-- SUPPLIED INFORMATION follows --

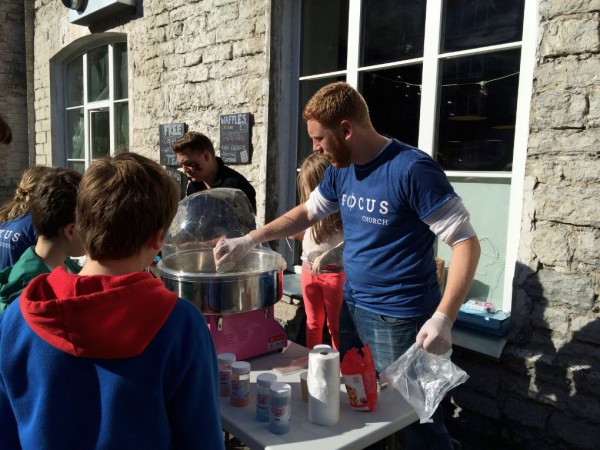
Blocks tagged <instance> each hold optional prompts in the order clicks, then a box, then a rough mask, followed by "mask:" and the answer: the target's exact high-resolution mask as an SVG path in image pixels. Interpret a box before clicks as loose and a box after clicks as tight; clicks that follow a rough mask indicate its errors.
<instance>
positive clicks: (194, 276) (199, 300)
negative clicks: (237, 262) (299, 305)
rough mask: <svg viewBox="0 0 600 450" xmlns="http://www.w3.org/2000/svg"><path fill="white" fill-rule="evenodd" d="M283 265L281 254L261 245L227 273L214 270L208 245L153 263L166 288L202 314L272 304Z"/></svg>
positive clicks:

-- SUPPLIED INFORMATION concluded --
-- SUPPLIED INFORMATION follows --

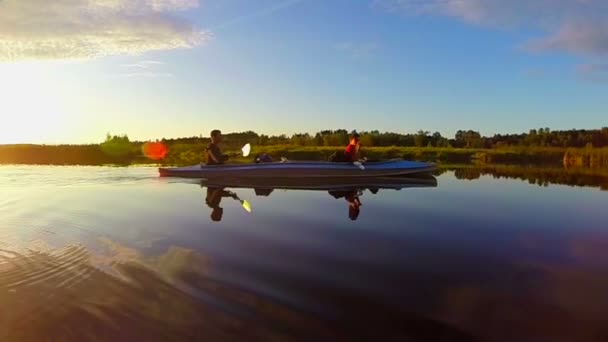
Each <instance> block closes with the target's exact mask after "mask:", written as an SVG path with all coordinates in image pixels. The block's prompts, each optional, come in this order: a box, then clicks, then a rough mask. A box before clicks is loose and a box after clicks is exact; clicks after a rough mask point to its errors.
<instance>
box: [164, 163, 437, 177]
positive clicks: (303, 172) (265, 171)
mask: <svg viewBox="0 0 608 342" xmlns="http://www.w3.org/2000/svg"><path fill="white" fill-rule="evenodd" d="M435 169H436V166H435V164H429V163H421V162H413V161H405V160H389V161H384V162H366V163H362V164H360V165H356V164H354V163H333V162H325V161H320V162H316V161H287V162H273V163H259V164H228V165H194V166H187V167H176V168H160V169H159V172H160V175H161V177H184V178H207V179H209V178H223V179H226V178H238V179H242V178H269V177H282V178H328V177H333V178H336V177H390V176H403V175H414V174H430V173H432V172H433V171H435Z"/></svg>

-- SUPPLIED INFORMATION concluded --
-- SUPPLIED INFORMATION follows --

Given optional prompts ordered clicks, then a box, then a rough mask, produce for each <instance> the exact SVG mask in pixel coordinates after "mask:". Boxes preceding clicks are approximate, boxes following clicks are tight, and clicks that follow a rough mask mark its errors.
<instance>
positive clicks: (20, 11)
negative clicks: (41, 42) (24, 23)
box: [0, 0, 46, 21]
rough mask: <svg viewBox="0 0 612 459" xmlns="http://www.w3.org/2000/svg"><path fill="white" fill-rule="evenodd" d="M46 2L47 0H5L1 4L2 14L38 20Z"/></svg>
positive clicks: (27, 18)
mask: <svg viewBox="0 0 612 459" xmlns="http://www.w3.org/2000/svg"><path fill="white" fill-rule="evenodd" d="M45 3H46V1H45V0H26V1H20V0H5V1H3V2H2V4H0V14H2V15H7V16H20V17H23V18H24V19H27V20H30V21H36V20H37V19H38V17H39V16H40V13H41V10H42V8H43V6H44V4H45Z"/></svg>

-- SUPPLIED INFORMATION concluded --

§ **WHAT YOU NEED TO DO**: Write out again the part that opens with the row containing "2L47 0H5L1 4L2" and closes with the row containing "positive clicks: (27, 18)", replacing "rough mask" with "coarse mask" and leaving all else unchanged.

§ **RESPONSE TO THIS TASK**:
coarse mask: <svg viewBox="0 0 612 459" xmlns="http://www.w3.org/2000/svg"><path fill="white" fill-rule="evenodd" d="M46 2L47 0H5L1 4L2 14L38 20Z"/></svg>
positive clicks: (27, 18)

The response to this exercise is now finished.